AIM OF THE EXERCISE – What is the number of lines in these entries that contain "smartphone"? State it alone.

Point-per-instance localization data:
◆ ◆ ◆ ◆ ◆
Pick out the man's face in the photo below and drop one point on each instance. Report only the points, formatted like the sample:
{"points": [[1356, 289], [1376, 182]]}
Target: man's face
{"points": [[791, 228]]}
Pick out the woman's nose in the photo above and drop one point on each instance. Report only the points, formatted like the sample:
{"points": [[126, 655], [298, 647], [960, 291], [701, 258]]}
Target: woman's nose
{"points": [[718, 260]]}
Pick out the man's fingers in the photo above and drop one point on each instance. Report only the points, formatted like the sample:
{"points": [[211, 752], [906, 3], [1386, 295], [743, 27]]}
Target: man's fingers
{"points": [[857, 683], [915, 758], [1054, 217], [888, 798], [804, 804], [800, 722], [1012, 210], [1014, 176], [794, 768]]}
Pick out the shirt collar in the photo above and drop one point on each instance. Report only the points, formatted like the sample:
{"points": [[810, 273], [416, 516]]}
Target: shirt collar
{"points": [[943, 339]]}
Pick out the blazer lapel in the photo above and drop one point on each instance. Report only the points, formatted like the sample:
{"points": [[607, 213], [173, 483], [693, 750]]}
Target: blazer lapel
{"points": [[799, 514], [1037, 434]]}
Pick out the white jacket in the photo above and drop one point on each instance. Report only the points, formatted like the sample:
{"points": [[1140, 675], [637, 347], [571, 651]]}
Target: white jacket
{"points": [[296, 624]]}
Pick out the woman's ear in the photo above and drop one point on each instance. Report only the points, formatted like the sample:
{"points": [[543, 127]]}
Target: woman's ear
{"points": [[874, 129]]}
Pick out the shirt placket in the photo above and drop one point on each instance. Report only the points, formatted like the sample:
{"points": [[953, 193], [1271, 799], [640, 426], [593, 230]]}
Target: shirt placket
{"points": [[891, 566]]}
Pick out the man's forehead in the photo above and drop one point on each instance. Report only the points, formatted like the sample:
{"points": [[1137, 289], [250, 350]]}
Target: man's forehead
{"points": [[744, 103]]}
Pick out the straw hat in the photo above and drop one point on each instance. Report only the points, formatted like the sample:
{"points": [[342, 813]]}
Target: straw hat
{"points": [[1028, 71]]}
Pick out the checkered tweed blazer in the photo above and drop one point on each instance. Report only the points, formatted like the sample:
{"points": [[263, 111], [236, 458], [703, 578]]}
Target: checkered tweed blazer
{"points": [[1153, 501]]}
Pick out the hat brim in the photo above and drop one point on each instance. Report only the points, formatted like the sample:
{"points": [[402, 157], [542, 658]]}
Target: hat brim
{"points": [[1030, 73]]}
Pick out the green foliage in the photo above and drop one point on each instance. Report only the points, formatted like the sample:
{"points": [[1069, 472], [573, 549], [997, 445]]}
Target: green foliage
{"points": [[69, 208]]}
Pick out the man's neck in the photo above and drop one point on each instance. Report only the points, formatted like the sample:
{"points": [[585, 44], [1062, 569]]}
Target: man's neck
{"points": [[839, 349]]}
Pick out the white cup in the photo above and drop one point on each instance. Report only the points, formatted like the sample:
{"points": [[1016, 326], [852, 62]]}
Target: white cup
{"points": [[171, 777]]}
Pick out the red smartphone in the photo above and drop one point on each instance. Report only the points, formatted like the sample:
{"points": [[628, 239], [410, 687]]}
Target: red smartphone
◆ ◆ ◆ ◆ ◆
ANSWER FOR THE TASK – 2